* Parts of the exercise *
- a) Name each stage of the loop that manufacturing process control relies on, according to the Kernel Density Estimation text.
- b) Write out a passage of the Kernel Density Estimation text word for word, beginning at the words "In this second" and stopping after "and IIoT applications.".

Manufacturing process control relies on a loop of data collection, analysis, feedback, and feedback control. Data quality is essential for proper operations. There are many ways data quality is influenced and managed through manufacturing processes. Data is used in planning, architecture, process control during the actual production, data collection, and post-manufacturing analyses. In Part 1 of this series, we looked at using the K-means method to find clusters within data in an unsupervised manner.

In this second article, we’ll explore how a relatively simple yet powerful machine learning (ML) technique called Kernel Density Estimation can be used to rapidly ingest and analyze data to gain powerful insights into the operation of your devices, machinery, and sensors in IoT and IIoT applications.

By applying this technique, organizations can not only identify patterns in equipment performance but also predict potential failures, enabling effective predictive maintenance strategies. Furthermore, these insights can help optimize Overall Equipment Effectiveness (OEE) by reducing unplanned downtime, improving production efficiency, and enhancing the overall operational performance of industrial systems.

There is a fair amount of background information that has to be covered to introduce Kernel Density Estimation and its automated use in machine learning. This article introduces the background concepts, intuitions, basic interpretation, and related use case details. With the base information in mind, the next article in the series will start applying these concepts and show an example of how KDE can be used in an automated fashion to analyze signal data and make decisions about collected data.

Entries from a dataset
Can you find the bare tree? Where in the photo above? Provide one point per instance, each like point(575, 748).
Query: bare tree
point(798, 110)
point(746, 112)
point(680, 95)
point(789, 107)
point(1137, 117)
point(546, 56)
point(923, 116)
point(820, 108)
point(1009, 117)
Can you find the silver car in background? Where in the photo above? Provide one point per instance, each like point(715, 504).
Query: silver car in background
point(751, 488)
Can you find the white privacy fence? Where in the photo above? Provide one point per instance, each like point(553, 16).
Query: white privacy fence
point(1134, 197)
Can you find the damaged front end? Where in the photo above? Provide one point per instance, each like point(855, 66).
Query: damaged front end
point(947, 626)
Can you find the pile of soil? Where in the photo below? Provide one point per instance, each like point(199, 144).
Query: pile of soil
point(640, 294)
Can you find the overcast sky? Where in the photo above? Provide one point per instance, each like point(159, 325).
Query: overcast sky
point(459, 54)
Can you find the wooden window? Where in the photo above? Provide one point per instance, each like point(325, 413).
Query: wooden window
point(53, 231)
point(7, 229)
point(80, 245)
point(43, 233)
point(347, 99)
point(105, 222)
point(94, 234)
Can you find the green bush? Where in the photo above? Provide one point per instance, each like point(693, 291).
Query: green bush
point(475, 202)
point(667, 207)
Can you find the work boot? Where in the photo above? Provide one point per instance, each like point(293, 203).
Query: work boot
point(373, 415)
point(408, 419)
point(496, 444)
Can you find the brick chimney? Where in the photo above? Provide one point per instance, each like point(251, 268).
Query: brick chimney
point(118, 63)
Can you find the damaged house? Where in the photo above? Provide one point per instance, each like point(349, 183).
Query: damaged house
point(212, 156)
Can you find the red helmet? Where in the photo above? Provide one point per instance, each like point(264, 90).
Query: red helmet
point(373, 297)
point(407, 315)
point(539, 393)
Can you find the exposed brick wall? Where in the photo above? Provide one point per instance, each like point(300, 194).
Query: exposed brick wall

* Completed exercise *
- a) Data collection, analysis, feedback, and feedback control.

- b)
In this second article, we’ll explore how a relatively simple yet powerful machine learning (ML) technique called Kernel Density Estimation can be used to rapidly ingest and analyze data to gain powerful insights into the operation of your devices, machinery, and sensors in IoT and IIoT applications.